[Exercise brief]
Whenever the string "brick" appears in a line below, please copy the line out.
━━━━━ Supplied entries ━━━━━
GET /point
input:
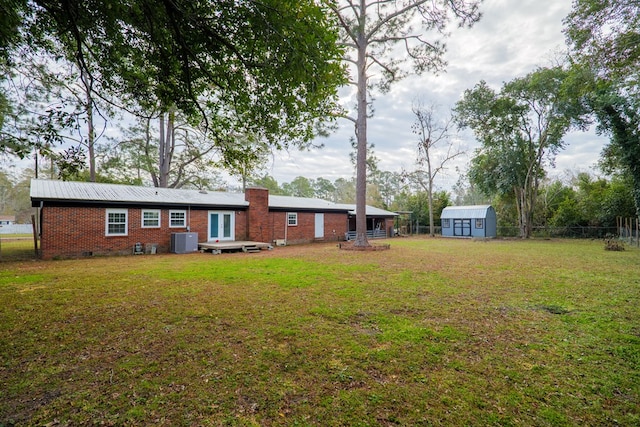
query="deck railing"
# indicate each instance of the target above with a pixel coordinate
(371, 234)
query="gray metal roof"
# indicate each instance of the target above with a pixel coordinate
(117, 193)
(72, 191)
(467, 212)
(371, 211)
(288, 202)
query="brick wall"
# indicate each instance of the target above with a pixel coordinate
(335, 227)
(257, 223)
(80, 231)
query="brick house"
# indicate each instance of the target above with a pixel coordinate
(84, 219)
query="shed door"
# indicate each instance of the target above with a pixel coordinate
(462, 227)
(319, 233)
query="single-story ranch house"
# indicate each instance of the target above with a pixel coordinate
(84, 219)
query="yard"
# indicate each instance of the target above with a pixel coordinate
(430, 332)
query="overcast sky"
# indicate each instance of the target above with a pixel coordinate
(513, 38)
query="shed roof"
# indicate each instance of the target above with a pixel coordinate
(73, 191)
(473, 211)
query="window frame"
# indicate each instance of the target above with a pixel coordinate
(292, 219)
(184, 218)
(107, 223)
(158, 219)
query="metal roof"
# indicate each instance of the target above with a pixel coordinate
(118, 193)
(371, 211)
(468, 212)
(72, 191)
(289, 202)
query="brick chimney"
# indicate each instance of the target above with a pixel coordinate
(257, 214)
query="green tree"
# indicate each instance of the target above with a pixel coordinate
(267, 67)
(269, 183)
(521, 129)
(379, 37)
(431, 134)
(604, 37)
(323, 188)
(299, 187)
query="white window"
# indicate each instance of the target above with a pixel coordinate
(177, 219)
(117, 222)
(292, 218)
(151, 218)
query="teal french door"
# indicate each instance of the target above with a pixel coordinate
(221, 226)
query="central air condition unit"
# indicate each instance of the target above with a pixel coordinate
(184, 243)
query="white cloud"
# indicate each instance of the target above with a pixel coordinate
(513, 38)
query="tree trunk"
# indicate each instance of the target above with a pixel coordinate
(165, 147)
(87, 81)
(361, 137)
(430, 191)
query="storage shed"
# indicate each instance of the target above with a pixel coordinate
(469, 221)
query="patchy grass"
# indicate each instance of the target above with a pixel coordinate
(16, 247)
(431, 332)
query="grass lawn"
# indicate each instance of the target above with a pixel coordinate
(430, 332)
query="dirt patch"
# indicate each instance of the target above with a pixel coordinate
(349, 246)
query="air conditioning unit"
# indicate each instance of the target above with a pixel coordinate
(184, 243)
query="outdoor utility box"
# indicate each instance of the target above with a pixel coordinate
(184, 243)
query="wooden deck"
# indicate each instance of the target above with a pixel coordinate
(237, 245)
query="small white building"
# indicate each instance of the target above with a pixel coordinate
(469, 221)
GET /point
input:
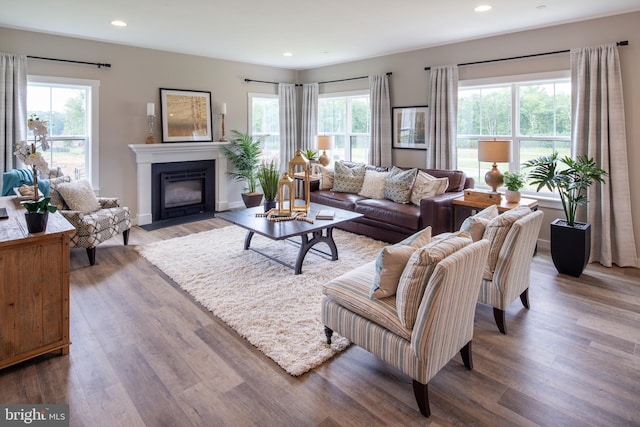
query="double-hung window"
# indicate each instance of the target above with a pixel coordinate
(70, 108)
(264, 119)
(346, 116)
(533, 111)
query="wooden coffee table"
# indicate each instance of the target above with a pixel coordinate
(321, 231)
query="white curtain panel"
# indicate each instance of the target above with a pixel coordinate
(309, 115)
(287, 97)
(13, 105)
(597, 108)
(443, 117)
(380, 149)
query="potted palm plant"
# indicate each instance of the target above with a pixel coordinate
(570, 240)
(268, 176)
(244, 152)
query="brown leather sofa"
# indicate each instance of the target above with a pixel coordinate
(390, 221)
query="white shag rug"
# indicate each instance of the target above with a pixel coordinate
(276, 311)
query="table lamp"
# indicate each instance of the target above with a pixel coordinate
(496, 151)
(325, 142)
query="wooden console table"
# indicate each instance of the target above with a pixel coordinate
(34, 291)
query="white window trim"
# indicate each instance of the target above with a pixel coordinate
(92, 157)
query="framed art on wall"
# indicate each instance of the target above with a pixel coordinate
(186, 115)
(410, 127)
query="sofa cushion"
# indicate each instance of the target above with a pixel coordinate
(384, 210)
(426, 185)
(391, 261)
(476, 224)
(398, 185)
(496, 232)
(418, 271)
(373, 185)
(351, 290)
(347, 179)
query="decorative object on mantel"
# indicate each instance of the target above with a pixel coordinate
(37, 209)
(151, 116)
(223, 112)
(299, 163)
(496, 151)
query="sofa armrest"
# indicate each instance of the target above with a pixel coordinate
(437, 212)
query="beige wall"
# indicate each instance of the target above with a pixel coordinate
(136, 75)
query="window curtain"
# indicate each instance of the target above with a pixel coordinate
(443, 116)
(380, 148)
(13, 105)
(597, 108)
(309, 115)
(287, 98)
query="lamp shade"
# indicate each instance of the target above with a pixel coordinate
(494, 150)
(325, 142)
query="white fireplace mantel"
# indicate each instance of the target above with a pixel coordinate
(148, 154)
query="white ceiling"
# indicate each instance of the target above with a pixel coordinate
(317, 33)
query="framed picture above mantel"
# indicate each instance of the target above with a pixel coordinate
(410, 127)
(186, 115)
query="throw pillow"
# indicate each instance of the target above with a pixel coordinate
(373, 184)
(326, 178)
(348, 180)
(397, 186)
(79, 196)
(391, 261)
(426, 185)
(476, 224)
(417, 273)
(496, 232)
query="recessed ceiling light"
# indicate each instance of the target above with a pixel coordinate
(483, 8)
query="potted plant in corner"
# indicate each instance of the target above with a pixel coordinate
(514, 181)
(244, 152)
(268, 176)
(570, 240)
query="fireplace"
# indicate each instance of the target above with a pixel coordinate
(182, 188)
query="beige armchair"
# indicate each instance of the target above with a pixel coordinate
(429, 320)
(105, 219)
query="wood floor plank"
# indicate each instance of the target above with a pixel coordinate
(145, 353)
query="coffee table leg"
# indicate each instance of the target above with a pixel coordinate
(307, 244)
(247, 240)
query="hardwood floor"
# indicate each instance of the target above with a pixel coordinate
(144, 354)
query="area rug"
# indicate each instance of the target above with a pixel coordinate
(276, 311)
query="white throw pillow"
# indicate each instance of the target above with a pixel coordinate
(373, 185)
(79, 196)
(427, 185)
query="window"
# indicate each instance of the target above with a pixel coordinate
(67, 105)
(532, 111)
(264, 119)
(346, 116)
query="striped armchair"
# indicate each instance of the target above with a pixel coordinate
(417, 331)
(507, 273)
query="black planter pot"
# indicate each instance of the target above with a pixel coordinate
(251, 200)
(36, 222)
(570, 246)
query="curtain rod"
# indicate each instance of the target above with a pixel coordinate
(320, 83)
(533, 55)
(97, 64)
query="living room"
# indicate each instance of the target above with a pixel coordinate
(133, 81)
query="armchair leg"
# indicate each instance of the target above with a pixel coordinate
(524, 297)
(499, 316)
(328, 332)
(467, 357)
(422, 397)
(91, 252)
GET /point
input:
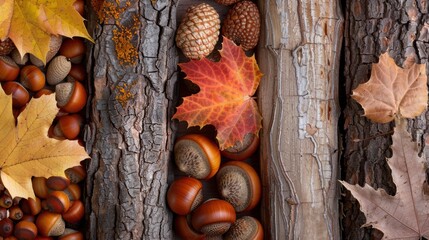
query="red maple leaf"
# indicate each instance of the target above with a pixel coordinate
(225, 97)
━━━━━
[Written response]
query="brick wall"
query="brick house"
query="brick chimney"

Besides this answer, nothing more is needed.